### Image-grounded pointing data
[Start of section]
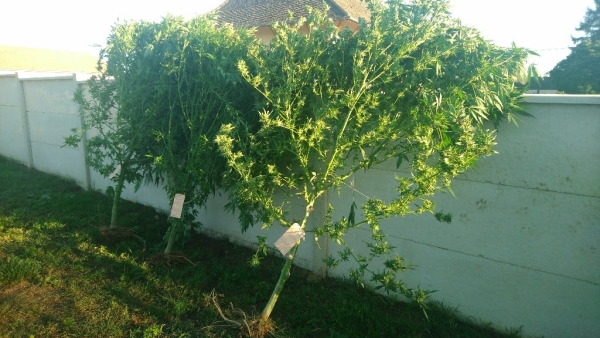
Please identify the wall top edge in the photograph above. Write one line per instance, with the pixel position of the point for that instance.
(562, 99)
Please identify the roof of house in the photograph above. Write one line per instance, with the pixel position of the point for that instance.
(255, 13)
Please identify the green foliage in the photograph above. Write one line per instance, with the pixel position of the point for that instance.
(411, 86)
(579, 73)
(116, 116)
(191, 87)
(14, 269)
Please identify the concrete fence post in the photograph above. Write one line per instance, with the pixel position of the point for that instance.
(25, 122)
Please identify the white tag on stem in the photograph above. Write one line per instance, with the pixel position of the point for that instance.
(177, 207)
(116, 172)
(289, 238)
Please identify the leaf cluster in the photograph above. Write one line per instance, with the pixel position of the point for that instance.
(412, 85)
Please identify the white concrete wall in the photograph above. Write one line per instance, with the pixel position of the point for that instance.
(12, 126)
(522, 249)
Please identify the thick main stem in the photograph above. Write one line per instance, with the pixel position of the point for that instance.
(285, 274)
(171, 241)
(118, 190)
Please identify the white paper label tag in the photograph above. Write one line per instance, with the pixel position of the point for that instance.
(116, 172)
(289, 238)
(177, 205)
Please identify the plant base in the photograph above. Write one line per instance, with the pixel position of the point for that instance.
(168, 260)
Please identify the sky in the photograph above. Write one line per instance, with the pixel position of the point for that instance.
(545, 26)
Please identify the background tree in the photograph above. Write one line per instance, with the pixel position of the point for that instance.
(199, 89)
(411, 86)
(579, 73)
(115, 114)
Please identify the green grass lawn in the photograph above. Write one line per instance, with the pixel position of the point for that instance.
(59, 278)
[End of section]
### What you have to do
Lines from the one with "Please identify the green foliage" through the last line above must be printed exactly; no other line is to appear.

### Completed task
Please identify the green foliage in the photograph above. Write one line per instance, with the pixel position of the point for that instance.
(411, 86)
(579, 73)
(116, 116)
(191, 87)
(14, 269)
Please identify the concrete fence post in the photograph above. Write one line per instance, with the pixel position of the point for that instance.
(25, 122)
Please identify the white tag on stem in the photograph above. Write one line per instance, with the pixel position of the point for that instance.
(177, 207)
(116, 172)
(289, 238)
Please identify the leaf cluster in the photograph above. Write one line per instance, with the pixel position of the point for that instance.
(412, 85)
Please identify the white concrete wall in the photograph above. Write one line per instance, with the pixel position of the point for that instance.
(12, 126)
(522, 249)
Please identify the thick main stem in the photograph above. Write one line per instance, with the pixel position of the point for that instance.
(285, 274)
(171, 241)
(118, 190)
Please identify the white paper label tag in the photograph above. Write one line per instance, with the pixel position of the point for that instance.
(116, 172)
(289, 238)
(177, 205)
Please identify the plant base in the photograph above. Write one line per instance, with the pixel position of the point for that instance.
(168, 260)
Please identify the sky in the photograph above. Write one line per instance, with the pixel position of the point for that instance.
(545, 26)
Please identify the background tree in the photograph above. Write one line per instance, with the pixel position of the point for that instance.
(199, 89)
(411, 86)
(579, 73)
(115, 114)
Please identify the green grass lawn in the photograph above. Write one line per instance, with the pixel position of the point for that instance.
(59, 278)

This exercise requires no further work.